• Your objective: Return every line below that contains the word "negative", copying each one in full.

• The records:
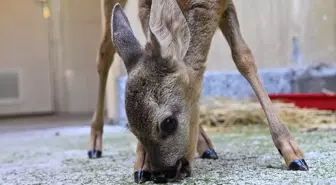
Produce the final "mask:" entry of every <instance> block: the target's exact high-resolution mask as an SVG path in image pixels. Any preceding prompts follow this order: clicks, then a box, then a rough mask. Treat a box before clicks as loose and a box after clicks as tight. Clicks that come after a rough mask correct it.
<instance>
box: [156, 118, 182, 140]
mask: <svg viewBox="0 0 336 185" xmlns="http://www.w3.org/2000/svg"><path fill="white" fill-rule="evenodd" d="M177 125H178V121H177V119H176V118H175V117H168V118H166V119H165V120H164V121H163V122H162V123H161V125H160V128H161V132H163V133H162V135H164V136H166V135H171V134H173V133H174V132H175V131H176V129H177Z"/></svg>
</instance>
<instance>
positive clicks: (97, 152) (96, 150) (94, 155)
mask: <svg viewBox="0 0 336 185" xmlns="http://www.w3.org/2000/svg"><path fill="white" fill-rule="evenodd" d="M101 155H102V151H99V150H90V151H88V156H89V158H90V159H96V158H101Z"/></svg>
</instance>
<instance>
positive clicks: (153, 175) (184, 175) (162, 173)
mask: <svg viewBox="0 0 336 185" xmlns="http://www.w3.org/2000/svg"><path fill="white" fill-rule="evenodd" d="M190 174H191V169H190V165H189V162H188V160H187V159H185V158H182V159H180V160H178V161H177V162H176V164H175V166H173V167H168V168H166V169H164V170H160V171H152V175H153V181H154V182H155V183H167V182H172V181H174V180H179V179H184V178H185V177H188V176H190Z"/></svg>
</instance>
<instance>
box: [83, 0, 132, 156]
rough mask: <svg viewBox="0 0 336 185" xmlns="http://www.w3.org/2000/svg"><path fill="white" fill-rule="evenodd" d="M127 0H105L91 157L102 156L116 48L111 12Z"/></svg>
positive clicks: (90, 143) (90, 138)
mask: <svg viewBox="0 0 336 185" xmlns="http://www.w3.org/2000/svg"><path fill="white" fill-rule="evenodd" d="M126 2H127V0H105V1H104V20H103V21H104V30H103V31H104V33H103V38H102V40H101V42H100V46H99V51H98V55H97V70H98V74H99V91H98V100H97V104H96V109H95V113H94V115H93V118H92V123H91V133H90V143H89V151H88V156H89V158H100V157H101V155H102V147H103V146H102V139H103V127H104V107H105V105H104V99H105V89H106V81H107V76H108V72H109V69H110V67H111V65H112V62H113V56H114V54H115V49H114V47H113V44H112V40H111V28H110V22H111V13H112V8H113V6H114V5H115V4H116V3H120V4H121V6H124V5H125V4H126Z"/></svg>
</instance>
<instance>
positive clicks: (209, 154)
mask: <svg viewBox="0 0 336 185" xmlns="http://www.w3.org/2000/svg"><path fill="white" fill-rule="evenodd" d="M197 153H198V155H199V156H200V157H201V158H202V159H218V156H217V153H216V152H215V149H214V146H213V144H212V142H211V140H210V138H209V137H208V136H207V134H206V133H205V131H204V130H203V128H202V126H201V125H200V126H199V133H198V140H197Z"/></svg>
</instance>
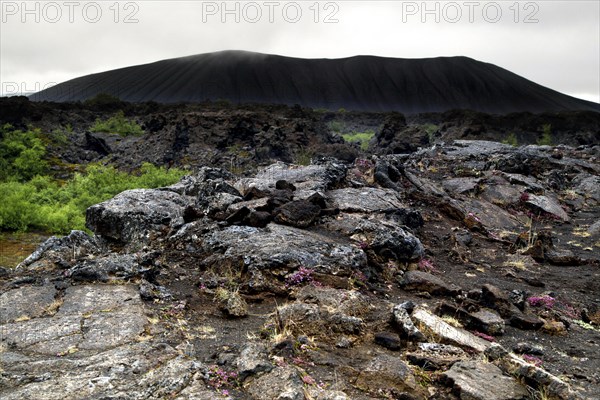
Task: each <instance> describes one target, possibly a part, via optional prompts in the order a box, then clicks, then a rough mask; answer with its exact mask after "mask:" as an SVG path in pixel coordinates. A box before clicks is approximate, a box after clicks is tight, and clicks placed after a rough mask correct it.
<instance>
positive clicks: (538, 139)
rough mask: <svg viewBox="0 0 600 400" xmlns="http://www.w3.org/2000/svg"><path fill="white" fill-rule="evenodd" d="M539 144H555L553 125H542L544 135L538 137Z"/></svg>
mask: <svg viewBox="0 0 600 400" xmlns="http://www.w3.org/2000/svg"><path fill="white" fill-rule="evenodd" d="M537 144H539V145H540V146H552V145H553V144H554V141H553V140H552V125H550V124H545V125H543V126H542V137H541V138H539V139H538V141H537Z"/></svg>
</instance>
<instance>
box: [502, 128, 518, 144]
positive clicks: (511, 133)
mask: <svg viewBox="0 0 600 400" xmlns="http://www.w3.org/2000/svg"><path fill="white" fill-rule="evenodd" d="M502 143H504V144H509V145H511V146H513V147H517V146H518V145H519V140H518V139H517V135H515V133H514V132H511V134H510V135H508V136H507V137H506V138H504V140H503V141H502Z"/></svg>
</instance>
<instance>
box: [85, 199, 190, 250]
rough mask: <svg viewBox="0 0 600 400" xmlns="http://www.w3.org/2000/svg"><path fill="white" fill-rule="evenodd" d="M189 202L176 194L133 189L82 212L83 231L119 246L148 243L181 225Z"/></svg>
mask: <svg viewBox="0 0 600 400" xmlns="http://www.w3.org/2000/svg"><path fill="white" fill-rule="evenodd" d="M189 202H190V201H189V199H188V198H185V197H183V196H181V195H179V194H178V193H175V192H171V191H165V190H156V189H135V190H127V191H125V192H122V193H120V194H118V195H116V196H115V197H113V198H112V199H110V200H107V201H105V202H102V203H100V204H96V205H94V206H91V207H90V208H88V209H87V211H86V227H87V228H88V229H91V230H92V231H94V233H96V234H97V235H99V236H102V237H104V238H107V239H110V240H114V241H116V242H120V243H123V244H128V243H131V242H133V241H137V242H139V243H146V242H148V241H149V240H150V239H151V237H156V236H163V235H166V234H167V233H169V232H170V231H171V230H172V229H175V228H177V227H179V226H181V225H183V223H184V219H183V215H184V210H185V208H186V206H188V205H189Z"/></svg>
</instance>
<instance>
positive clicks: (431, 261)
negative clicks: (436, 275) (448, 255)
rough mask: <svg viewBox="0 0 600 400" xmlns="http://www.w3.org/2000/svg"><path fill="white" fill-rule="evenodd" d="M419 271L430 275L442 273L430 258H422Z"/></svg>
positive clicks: (421, 259)
mask: <svg viewBox="0 0 600 400" xmlns="http://www.w3.org/2000/svg"><path fill="white" fill-rule="evenodd" d="M417 269H418V270H419V271H423V272H428V273H430V274H437V273H439V272H440V271H439V270H438V269H437V268H436V267H435V265H434V264H433V261H432V260H431V259H429V258H421V259H420V260H419V262H418V263H417Z"/></svg>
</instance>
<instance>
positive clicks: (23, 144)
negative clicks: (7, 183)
mask: <svg viewBox="0 0 600 400" xmlns="http://www.w3.org/2000/svg"><path fill="white" fill-rule="evenodd" d="M0 130H1V132H0V136H1V137H2V141H0V181H7V180H18V181H25V180H28V179H31V178H33V177H34V176H36V175H38V174H43V173H44V172H45V171H46V169H47V167H48V164H47V163H46V161H45V160H44V156H45V154H46V146H44V143H43V142H42V139H41V132H40V130H39V129H29V130H27V131H20V130H15V129H13V127H12V126H11V125H9V124H6V125H4V126H3V127H2V128H0Z"/></svg>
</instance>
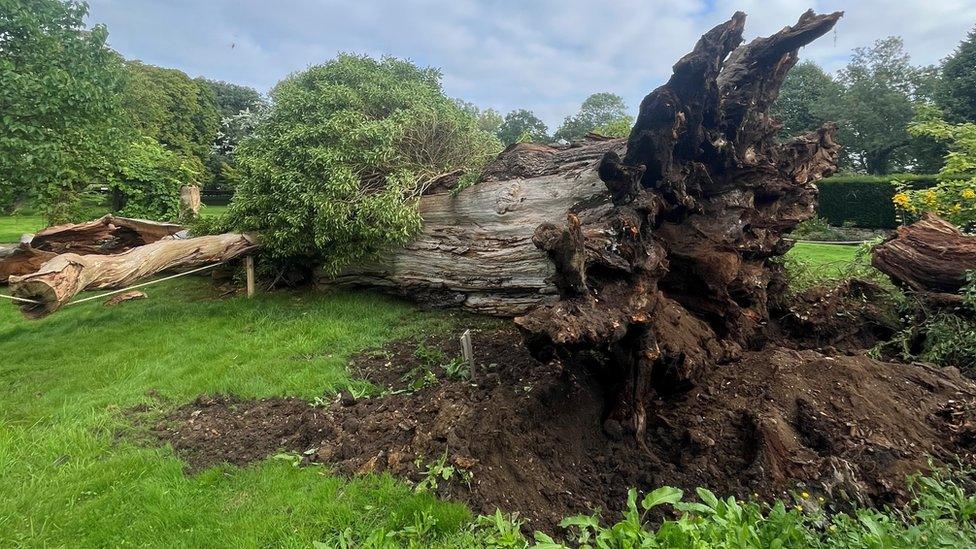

• Your solution:
negative clicks: (436, 275) (448, 255)
negative clicks: (7, 183)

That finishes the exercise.